(What to produce) Display every line of the listing that contains the string "shirt".

(Location annotation dataset excerpts)
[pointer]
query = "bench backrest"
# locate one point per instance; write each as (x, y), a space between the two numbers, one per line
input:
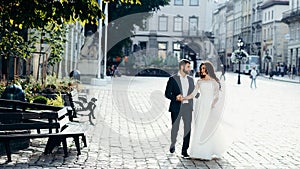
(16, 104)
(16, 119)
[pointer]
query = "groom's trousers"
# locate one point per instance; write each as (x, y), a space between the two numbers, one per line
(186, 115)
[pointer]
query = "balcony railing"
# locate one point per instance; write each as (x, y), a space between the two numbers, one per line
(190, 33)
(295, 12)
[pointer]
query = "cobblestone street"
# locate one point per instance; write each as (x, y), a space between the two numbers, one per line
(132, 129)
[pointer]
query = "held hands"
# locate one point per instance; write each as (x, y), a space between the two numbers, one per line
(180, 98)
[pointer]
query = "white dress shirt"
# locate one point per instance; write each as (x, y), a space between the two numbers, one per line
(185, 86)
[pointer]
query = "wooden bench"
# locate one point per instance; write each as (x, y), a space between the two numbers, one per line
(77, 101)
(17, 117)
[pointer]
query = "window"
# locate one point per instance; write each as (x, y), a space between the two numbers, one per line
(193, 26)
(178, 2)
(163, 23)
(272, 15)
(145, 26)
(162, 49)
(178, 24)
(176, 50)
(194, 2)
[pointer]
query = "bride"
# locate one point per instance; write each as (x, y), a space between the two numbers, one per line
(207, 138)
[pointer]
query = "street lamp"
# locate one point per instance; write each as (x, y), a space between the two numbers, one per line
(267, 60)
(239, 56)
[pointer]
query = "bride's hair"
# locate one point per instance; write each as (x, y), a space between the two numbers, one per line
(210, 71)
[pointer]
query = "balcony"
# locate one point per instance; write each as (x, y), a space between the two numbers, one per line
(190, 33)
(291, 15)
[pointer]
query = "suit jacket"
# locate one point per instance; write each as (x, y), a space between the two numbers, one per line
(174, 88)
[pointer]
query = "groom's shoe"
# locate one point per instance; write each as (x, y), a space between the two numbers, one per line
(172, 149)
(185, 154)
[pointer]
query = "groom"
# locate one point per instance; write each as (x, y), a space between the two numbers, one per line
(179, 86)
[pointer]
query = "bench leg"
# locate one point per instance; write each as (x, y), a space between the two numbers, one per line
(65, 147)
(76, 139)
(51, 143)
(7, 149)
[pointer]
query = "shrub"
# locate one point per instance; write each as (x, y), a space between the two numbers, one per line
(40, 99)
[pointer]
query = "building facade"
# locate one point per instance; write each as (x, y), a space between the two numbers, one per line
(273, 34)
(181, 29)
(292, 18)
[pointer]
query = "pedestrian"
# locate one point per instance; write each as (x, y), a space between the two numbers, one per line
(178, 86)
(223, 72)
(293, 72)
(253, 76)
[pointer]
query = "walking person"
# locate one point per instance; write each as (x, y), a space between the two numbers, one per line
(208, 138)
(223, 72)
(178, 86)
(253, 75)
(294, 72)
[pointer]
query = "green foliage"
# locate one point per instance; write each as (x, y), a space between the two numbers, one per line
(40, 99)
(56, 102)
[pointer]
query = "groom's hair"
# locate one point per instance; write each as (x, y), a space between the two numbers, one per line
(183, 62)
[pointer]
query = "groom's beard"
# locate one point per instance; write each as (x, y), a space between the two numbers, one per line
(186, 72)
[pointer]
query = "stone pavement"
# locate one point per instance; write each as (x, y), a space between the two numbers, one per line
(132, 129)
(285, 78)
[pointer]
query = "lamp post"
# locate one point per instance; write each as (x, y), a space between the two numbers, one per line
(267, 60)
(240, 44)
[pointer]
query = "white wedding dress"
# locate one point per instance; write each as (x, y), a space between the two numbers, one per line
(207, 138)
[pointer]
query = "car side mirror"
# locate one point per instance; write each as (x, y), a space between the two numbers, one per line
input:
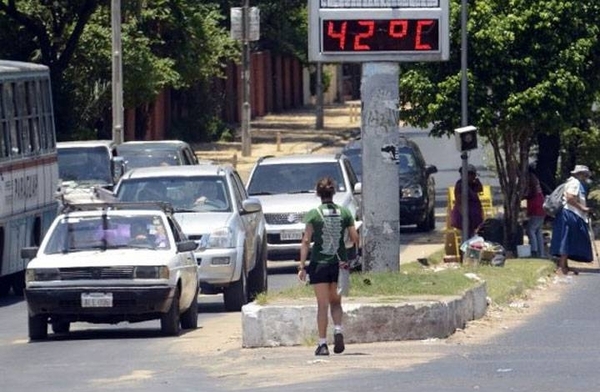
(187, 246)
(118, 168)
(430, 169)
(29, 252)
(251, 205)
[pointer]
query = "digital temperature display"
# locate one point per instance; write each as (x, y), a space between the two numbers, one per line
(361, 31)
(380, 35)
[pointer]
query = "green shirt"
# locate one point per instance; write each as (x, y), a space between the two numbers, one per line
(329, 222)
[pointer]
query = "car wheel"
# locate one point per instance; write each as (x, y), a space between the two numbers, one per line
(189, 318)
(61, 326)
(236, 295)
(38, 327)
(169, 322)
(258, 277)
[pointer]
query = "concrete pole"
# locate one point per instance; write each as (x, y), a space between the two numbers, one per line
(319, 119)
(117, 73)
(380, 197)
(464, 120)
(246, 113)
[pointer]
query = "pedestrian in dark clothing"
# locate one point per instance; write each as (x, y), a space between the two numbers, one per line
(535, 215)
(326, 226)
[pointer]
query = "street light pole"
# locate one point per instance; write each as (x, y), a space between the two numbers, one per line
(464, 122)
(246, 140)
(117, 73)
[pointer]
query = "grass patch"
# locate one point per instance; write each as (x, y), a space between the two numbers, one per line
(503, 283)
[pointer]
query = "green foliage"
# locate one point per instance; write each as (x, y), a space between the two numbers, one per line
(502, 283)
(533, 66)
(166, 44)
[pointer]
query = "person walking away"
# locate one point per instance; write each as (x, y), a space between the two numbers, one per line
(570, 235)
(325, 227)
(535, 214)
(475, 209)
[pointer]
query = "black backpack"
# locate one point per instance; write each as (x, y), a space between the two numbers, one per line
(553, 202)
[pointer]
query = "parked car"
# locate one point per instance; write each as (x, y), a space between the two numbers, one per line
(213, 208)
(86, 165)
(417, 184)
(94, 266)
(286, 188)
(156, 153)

(Solution to the exercise)
query = "white dress shirt"
query = "green shirt"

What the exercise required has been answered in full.